### PROMPT
Show each line in the rows below that contains the string "dark", copying the whole line. Case counts.

### INFORMATION PROVIDED
====================
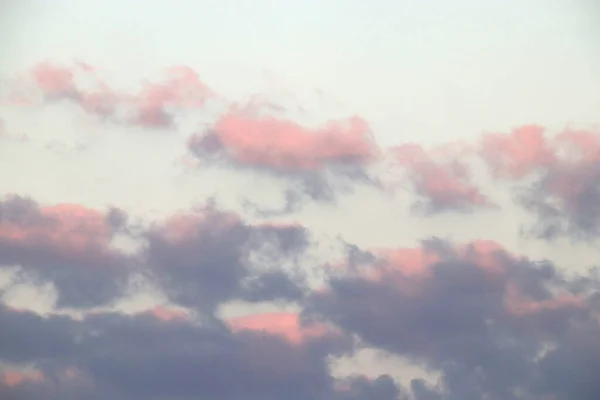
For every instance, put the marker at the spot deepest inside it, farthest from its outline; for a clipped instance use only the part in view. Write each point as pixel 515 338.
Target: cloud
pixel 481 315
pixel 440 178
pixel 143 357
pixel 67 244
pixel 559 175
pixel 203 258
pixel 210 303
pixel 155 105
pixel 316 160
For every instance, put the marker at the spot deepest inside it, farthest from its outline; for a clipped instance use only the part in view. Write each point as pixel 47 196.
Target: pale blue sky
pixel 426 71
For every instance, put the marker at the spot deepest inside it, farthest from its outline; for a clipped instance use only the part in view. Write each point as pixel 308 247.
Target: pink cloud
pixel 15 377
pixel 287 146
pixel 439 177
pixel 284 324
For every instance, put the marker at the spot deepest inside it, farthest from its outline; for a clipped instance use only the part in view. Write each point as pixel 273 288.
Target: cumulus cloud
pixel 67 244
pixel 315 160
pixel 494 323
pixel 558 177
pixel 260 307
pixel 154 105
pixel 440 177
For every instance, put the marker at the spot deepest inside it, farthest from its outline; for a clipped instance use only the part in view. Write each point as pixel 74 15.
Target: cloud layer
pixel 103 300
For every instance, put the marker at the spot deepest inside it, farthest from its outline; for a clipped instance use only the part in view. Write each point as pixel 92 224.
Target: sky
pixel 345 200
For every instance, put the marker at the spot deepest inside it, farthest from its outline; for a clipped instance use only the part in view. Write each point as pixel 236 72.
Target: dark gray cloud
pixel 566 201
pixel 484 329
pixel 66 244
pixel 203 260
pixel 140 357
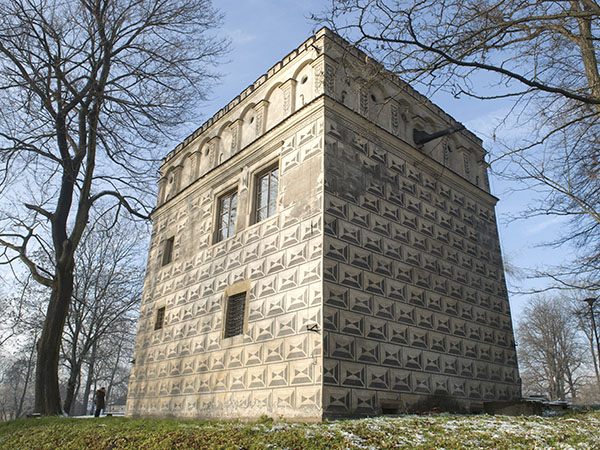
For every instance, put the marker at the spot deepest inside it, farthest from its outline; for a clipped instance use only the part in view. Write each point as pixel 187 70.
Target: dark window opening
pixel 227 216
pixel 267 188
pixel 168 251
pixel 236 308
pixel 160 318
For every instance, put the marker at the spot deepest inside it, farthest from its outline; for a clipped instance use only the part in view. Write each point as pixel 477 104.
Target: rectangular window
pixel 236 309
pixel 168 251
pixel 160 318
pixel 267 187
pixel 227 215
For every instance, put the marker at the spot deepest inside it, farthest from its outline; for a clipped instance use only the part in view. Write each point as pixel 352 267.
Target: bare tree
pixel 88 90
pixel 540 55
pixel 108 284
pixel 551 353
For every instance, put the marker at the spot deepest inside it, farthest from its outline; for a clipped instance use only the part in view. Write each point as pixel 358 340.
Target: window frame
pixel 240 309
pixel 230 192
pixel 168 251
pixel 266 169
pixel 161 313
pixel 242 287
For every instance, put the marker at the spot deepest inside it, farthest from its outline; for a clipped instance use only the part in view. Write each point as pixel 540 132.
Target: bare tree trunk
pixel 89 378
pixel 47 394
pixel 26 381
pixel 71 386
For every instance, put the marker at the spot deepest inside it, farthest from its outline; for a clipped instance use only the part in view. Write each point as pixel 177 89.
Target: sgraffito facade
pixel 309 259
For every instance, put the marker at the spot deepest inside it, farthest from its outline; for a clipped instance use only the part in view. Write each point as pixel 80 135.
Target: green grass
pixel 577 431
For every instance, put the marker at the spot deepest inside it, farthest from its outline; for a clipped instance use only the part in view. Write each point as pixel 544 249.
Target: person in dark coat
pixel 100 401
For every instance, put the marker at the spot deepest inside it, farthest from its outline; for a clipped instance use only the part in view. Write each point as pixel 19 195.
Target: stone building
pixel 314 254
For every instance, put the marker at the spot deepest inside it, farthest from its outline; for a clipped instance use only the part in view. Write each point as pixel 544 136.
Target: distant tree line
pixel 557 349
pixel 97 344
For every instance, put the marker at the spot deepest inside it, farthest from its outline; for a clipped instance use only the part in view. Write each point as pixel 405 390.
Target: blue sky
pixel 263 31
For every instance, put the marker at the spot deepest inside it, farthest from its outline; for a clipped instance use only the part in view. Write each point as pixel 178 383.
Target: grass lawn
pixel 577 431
====================
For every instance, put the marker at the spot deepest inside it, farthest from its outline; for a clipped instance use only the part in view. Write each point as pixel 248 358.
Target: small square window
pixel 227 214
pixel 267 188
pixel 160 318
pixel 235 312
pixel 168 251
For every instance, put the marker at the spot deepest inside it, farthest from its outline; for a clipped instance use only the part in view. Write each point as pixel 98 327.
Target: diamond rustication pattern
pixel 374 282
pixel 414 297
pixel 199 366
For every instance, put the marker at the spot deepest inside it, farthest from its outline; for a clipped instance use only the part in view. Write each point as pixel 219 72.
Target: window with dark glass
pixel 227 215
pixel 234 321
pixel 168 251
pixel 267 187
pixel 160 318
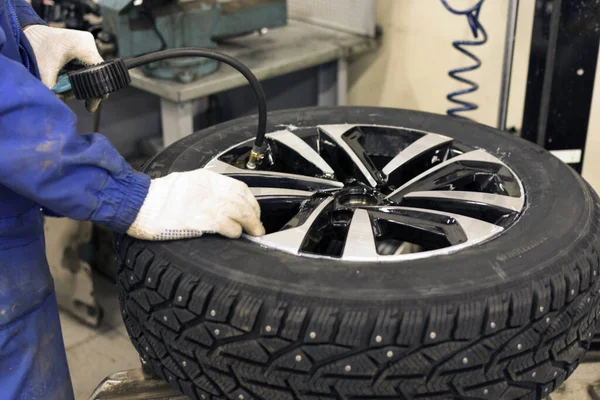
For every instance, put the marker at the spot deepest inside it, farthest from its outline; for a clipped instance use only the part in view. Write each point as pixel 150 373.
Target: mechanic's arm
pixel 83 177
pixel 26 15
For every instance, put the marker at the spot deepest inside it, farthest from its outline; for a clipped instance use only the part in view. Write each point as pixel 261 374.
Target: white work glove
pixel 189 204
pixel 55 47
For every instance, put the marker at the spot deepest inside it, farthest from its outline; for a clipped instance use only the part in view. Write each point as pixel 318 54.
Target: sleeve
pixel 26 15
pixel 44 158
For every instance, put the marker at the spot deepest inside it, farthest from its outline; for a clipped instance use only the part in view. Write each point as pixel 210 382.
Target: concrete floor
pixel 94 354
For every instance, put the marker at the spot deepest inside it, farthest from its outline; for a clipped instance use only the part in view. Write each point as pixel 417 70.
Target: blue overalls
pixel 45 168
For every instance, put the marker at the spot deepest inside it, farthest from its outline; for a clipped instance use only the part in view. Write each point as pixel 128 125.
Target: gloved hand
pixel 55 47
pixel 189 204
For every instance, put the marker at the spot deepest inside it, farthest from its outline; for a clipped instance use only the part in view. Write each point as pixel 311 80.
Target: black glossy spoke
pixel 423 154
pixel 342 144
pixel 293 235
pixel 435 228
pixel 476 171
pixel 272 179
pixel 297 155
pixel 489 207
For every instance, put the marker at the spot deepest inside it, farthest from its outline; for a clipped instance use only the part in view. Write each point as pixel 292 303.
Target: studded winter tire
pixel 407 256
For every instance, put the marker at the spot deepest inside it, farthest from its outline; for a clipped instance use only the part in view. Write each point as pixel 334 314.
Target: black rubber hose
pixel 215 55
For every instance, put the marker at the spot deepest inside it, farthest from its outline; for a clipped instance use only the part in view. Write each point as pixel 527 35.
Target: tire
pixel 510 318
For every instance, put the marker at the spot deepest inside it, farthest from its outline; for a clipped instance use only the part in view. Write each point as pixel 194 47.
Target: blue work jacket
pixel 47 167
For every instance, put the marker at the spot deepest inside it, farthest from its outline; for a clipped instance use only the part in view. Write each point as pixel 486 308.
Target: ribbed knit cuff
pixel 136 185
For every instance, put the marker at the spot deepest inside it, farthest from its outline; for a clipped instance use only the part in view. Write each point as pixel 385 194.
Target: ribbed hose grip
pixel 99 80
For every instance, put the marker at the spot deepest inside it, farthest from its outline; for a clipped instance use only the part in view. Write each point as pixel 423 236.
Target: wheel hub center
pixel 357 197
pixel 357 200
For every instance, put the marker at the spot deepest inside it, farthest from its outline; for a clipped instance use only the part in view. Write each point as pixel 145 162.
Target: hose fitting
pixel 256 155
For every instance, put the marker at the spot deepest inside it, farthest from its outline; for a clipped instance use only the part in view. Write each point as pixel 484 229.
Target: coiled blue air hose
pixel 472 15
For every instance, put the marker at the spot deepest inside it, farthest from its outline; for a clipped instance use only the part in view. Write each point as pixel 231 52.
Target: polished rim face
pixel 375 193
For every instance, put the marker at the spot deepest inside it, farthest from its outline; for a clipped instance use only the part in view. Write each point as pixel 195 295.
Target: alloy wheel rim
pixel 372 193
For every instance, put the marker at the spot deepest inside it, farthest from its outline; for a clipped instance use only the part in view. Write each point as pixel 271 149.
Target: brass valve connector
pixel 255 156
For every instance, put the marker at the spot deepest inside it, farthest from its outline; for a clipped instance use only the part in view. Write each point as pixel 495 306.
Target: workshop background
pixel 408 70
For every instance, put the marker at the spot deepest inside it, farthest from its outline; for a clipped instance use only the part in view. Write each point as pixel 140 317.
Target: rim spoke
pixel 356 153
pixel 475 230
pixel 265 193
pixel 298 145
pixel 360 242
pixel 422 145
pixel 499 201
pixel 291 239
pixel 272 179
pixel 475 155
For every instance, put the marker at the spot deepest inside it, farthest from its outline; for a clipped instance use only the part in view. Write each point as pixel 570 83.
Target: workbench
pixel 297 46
====================
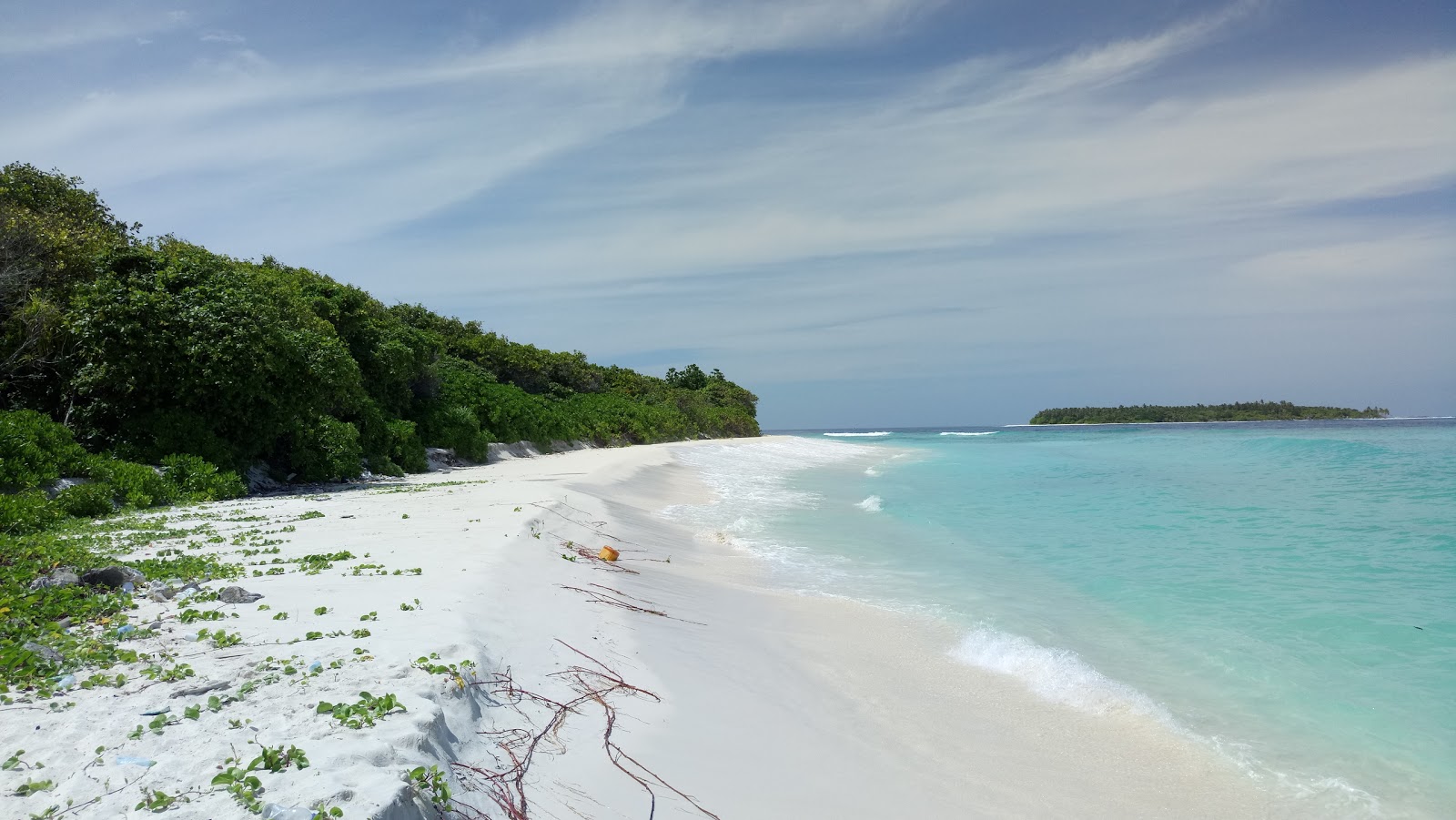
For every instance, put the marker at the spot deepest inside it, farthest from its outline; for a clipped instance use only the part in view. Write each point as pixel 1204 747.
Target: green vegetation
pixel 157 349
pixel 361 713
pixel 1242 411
====================
### TASK RESULT
Target: dark gray cloud
Target: dark window opening
Target: person in dark coat
Target: window with dark glass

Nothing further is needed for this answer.